* [BRIEF]:
Images don't belong in the copy. Output the rest of the data exactly.

* [RECORDED DATA]:
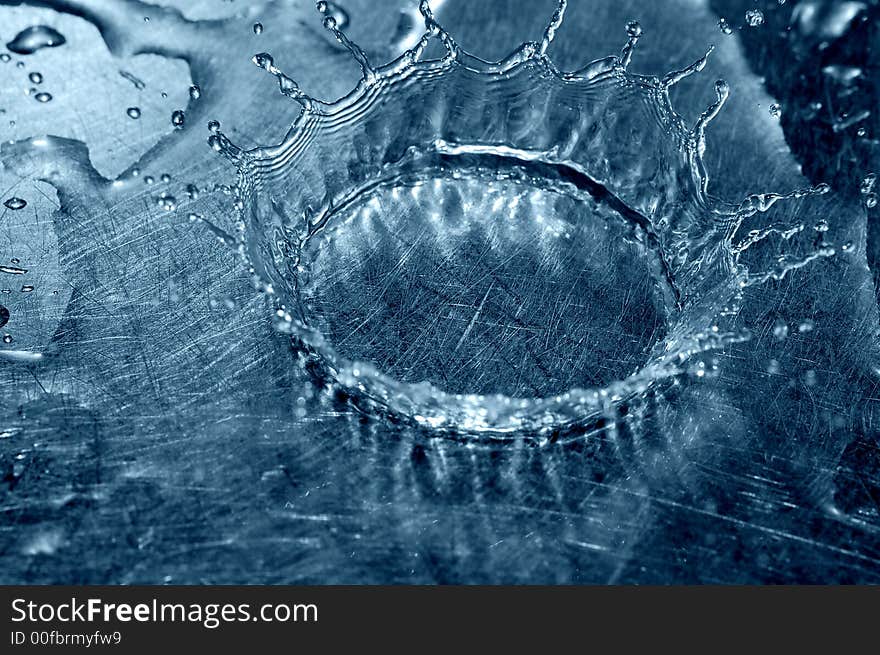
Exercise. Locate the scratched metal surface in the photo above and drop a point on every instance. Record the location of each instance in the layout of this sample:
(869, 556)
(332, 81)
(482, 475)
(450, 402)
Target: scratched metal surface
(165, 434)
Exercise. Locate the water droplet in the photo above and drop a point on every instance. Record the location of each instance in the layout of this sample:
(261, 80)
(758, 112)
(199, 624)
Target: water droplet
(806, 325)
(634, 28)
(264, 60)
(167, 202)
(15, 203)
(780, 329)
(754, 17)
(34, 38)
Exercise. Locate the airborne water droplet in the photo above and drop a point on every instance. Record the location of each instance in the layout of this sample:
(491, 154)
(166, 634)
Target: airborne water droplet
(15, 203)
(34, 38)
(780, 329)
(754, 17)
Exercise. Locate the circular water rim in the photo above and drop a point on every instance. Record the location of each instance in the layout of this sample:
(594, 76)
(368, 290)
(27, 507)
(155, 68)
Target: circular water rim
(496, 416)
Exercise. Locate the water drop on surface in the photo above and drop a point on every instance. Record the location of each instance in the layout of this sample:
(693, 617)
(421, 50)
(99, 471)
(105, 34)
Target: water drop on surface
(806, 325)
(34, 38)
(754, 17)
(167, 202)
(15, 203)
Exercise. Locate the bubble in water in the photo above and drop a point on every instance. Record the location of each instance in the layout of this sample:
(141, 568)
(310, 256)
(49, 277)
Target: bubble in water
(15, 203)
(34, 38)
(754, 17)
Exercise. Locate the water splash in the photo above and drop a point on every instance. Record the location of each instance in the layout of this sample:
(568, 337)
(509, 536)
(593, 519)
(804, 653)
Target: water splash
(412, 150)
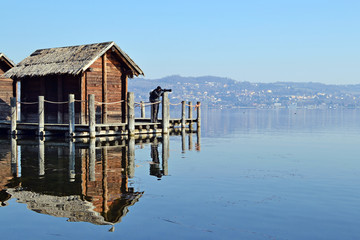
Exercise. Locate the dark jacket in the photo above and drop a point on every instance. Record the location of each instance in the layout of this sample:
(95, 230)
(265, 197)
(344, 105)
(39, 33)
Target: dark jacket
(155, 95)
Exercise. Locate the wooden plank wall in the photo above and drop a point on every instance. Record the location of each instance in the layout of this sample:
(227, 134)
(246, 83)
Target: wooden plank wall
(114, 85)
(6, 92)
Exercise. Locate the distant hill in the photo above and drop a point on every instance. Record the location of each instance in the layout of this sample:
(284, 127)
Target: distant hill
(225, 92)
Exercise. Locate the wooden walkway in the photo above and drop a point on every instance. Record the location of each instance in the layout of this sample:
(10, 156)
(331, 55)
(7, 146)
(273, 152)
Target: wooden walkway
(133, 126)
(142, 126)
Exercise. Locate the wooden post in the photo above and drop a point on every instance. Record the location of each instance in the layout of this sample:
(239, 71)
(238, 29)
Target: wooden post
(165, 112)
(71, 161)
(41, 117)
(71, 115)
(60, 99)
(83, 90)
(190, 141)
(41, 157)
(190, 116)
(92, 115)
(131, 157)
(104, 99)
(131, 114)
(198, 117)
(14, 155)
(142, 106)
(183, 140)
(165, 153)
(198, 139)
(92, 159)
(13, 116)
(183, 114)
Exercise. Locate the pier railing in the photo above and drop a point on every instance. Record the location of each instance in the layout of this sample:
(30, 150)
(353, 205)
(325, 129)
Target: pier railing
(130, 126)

* [RESPONSE BOX]:
Exercise. Locate the scratched metal surface in the photo above and drop a point on every instance. Record the location of each instance in the layout of this sample:
(869, 556)
(332, 81)
(482, 475)
(450, 402)
Target: scratched metal surface
(165, 434)
Exercise. Locate the water droplet in the photo above and drop a point on every instance. Record the location of each instance in the layout of this sample:
(261, 80)
(758, 112)
(199, 624)
Target: water droplet
(806, 325)
(634, 28)
(264, 60)
(167, 202)
(15, 203)
(780, 329)
(754, 17)
(34, 38)
Exercise. Locate the airborne water droplet in the photo above and drop a point on every instance. Record the location of each instance in the layout of this sample:
(491, 154)
(166, 634)
Target: airborne water droplet
(15, 203)
(34, 38)
(780, 329)
(754, 17)
Exercise. Locate the circular water rim in the photo above and drop a point on every instance. Record the location of each instance in the layout of this sample:
(594, 76)
(368, 290)
(27, 507)
(155, 68)
Target: circular water rim
(496, 416)
Exercise. Locate the water drop on surface in the photo above and drop a point on every instance. Record the location of each instance in the layout of this sample:
(693, 617)
(421, 50)
(99, 471)
(105, 34)
Target: water drop on surface
(806, 325)
(34, 38)
(754, 17)
(167, 202)
(15, 203)
Exercise. Locate the bubble in water in the photo above and drop a point on every instance. Record the location of each instance in the layout of this sample:
(141, 568)
(310, 256)
(49, 277)
Target: bubble in water
(15, 203)
(34, 38)
(754, 17)
Exercise. Locate the water splash in the photo above and drop a point on every instance. Record the location of each instance in the layout of this sample:
(568, 337)
(509, 536)
(593, 519)
(804, 653)
Target: water splash
(412, 150)
Exercise. Locate the dark jacket in the photo above and drop a point on every instance. Record the location of each instance in the layout of this sample:
(95, 230)
(265, 197)
(344, 105)
(39, 33)
Target: dark jacket
(155, 95)
Exercise. Locate the wooden plank wall in the photo above and drop a point on every instance. Record the location of each instance in the layout of this sample:
(227, 134)
(246, 83)
Target: wooden plank wall
(114, 85)
(6, 92)
Exercise. Locate the distant hill in the photo above and drop a point on every instance. Record the location of each instance in the layout of this sample:
(284, 127)
Target: distant hill
(225, 92)
Exercise. Locate the wooden walkway in the photo above and drop a point on every instance. Record the location of each instance in the layout of this sample:
(10, 156)
(331, 55)
(7, 146)
(273, 152)
Target: wooden walkway
(133, 126)
(142, 126)
Exercise. Locate the wooden post in the photo above and drop a point on every instance. Record the location of each instance in the layout of this sample:
(239, 71)
(238, 29)
Target: wooden post
(165, 112)
(71, 161)
(41, 117)
(71, 115)
(60, 99)
(83, 90)
(190, 141)
(41, 157)
(190, 116)
(92, 115)
(131, 157)
(104, 99)
(131, 114)
(198, 117)
(14, 155)
(142, 106)
(183, 140)
(165, 153)
(198, 139)
(92, 159)
(13, 116)
(183, 114)
Exercise. Locate the pier railing in the photo above and drop a point on every instance. Record the location of each instance in the layout of this sample:
(30, 150)
(353, 205)
(325, 129)
Target: pier railing
(130, 126)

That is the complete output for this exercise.